**Jobs:**
• A. Reproduce the part of the note on compiler graphs that opens with the words containing "3. Execution-Based Hybrid" and closes with "forward graph $G_f$.".
• B. Please carry the note on compiler graphs forward, starting right after its last line.

**Text:**
* * * * *

Dynamic, Hybrid, and Static Graphs in Deep Learning Compilers

A detailed note comparing static, dynamic, and hybrid (execution-based and source-transformation) graph construction in modern deep learning compilers.

1. Computation Graphs: Formal Basis

Every deep learning model can be expressed as a computational graph

$$ G = (V, E) $$

where:

• $V$: operations (e.g., matmul, relu, add)
• $E$: data dependencies

During training, two subgraphs exist:

1. Forward graph: $G_f$, computing $y = f_\theta(x)$
2. Backward graph: $G_b$, computing gradients $\nabla_\theta L = \frac{\partial L(f_\theta(x))}{\partial \theta}$

Combined: $$ G_{train} = G_f \cup G_b $$

2. Static Graph Compilation

Definition

A static graph is built and optimized before any execution.
It represents all possible computations and data flows as a fixed IR.

Formally: $$ \text{Compile}(f) = G_{static} \xrightarrow[]{\text{optimize}} \text{binary} $$

The graph is immutable at runtime—no retracing or rebuilding.

Workflow Example (ONNX, TensorFlow Graph Mode, IREE)

Python model
   ↓ (convert to static IR)
GraphDef / MLIR / ONNX IR
   ↓ optimization passes (fusion, CSE, folding)
LLVM / GPU code
   ↓
Executable binary

Advantages

• Full ahead-of-time (AOT) optimization
• Deterministic performance and memory planning
• Ideal for inference

Disadvantages

• Inflexible to input-dependent control flow
• Harder debugging (no eager execution)
• Not compatible with arbitrary Python dynamism

3. Execution-Based Hybrid (Trace-Then-Compile)

This is the approach used by PyTorch 2.0 (Dynamo + AOTAutograd + Inductor).

Process

1. Execution + Tracing
   • Run model once with tracer tensors.
   • Record each operation to build a forward graph $G_f$.

* * * * *

**Supplied entries:**

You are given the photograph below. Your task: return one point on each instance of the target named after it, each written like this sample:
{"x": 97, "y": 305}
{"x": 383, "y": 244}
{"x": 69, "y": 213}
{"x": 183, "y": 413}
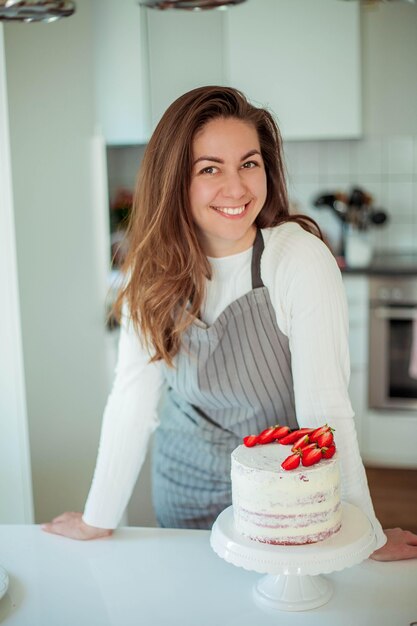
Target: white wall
{"x": 49, "y": 77}
{"x": 384, "y": 161}
{"x": 16, "y": 504}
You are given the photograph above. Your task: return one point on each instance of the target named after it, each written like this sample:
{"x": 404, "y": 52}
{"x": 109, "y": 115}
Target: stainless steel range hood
{"x": 35, "y": 10}
{"x": 190, "y": 5}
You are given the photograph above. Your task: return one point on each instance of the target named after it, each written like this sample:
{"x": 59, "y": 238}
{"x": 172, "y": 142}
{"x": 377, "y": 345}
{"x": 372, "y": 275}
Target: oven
{"x": 393, "y": 343}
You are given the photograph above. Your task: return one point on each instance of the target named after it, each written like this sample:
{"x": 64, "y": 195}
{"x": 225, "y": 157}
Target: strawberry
{"x": 267, "y": 435}
{"x": 310, "y": 446}
{"x": 327, "y": 453}
{"x": 294, "y": 435}
{"x": 290, "y": 438}
{"x": 312, "y": 457}
{"x": 291, "y": 462}
{"x": 281, "y": 431}
{"x": 300, "y": 443}
{"x": 250, "y": 441}
{"x": 320, "y": 431}
{"x": 325, "y": 440}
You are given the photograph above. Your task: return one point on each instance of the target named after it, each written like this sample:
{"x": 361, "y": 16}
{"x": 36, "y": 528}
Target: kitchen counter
{"x": 386, "y": 265}
{"x": 168, "y": 577}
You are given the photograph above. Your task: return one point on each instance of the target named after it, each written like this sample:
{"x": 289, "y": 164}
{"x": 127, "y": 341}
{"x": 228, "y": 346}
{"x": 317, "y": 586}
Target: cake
{"x": 276, "y": 506}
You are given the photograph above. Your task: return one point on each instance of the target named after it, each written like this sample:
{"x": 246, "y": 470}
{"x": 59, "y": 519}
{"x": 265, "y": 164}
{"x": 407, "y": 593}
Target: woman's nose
{"x": 233, "y": 185}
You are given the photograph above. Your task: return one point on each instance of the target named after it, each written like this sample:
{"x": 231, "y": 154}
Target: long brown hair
{"x": 165, "y": 267}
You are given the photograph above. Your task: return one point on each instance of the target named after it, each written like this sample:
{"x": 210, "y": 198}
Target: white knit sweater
{"x": 307, "y": 293}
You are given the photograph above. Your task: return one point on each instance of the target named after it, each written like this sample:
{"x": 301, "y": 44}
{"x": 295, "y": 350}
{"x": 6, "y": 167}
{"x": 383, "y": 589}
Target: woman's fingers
{"x": 71, "y": 525}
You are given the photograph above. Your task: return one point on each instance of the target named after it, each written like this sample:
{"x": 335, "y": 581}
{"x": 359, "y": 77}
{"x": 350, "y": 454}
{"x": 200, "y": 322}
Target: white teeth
{"x": 230, "y": 211}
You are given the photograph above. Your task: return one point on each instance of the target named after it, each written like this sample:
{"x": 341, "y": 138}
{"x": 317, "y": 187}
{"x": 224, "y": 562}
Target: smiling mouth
{"x": 231, "y": 210}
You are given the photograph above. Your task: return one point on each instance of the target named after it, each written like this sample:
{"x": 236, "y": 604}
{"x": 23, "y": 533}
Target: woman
{"x": 236, "y": 307}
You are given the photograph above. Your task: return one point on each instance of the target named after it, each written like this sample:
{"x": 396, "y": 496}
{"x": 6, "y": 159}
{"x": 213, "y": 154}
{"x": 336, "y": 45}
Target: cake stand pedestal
{"x": 294, "y": 580}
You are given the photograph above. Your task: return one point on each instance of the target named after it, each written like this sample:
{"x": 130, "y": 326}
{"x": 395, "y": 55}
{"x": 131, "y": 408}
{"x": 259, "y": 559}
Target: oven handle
{"x": 396, "y": 313}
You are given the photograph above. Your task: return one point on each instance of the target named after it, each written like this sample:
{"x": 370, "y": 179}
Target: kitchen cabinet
{"x": 302, "y": 60}
{"x": 186, "y": 50}
{"x": 121, "y": 71}
{"x": 145, "y": 59}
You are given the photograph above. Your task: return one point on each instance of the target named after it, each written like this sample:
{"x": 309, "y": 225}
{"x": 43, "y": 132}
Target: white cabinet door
{"x": 185, "y": 51}
{"x": 301, "y": 58}
{"x": 120, "y": 71}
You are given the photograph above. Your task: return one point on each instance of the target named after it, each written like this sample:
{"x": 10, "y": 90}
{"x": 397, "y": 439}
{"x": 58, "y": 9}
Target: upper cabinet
{"x": 302, "y": 60}
{"x": 186, "y": 50}
{"x": 298, "y": 57}
{"x": 121, "y": 71}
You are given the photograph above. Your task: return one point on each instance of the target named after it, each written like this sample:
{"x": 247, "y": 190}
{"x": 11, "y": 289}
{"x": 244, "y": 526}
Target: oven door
{"x": 393, "y": 357}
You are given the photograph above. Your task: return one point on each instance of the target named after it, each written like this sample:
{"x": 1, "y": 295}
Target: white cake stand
{"x": 293, "y": 581}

* * * * *

**Results of the exercise:**
• A.
3. Execution-Based Hybrid (Trace-Then-Compile)

This is the approach used by PyTorch 2.0 (Dynamo + AOTAutograd + Inductor).

Process

1. Execution + Tracing
   • Run model once with tracer tensors.
   • Record each operation to build a forward graph $G_f$.

• B.
2. Symbolic AD (AOTAutograd)
   • Apply differentiation rules to $G_f$ symbolically to generate $G_b$.
3. Fusion + Lowering
   • Fuse $G_f$ and $G_b$ → $G_{train}$.
   • Lower to MLIR/LLVM → compile.
4. Caching
   • Cache compiled binaries per guard set (shape, dtype, branch).

Python Code
   ↓ run once with tracer
FX IR
   ↓ AOTAutograd
Forward + Backward Graph
   ↓ Inductor / MLIR
Optimized machine code
   ↓
Reuse until guard fails

Key Features

• Dynamic graph building, static optimization afterward.
• Guarded execution: retrace when shape or branch changes.
• Caching of compiled variants.

Backward Graph Construction

Backward IR built symbolically: $$ G_b = AD(G_f) $$ No numerical gradients computed until execution.

Optimizer State

Optimizer represented as a state transition: $$ (\theta', s') = Update(\theta, s, \nabla_\theta L) $$ Mutated in-place in PyTorch’s imperative semantics.

4. Source-Transformation Hybrid (Compile-From-Code)

Used in JAX/XLA, TensorFlow XLA, MLIR AOTAutograd.

Process

1. Symbolic Compilation
   • Analyze pure function train_step(params, x, y) symbolically.
2. Automatic Differentiation
   • Compute gradients at IR level.
3. Compilation
   • Optimize + lower to machine code once.

Pure Function
   ↓
HLO / MLIR IR (forward + backward fused)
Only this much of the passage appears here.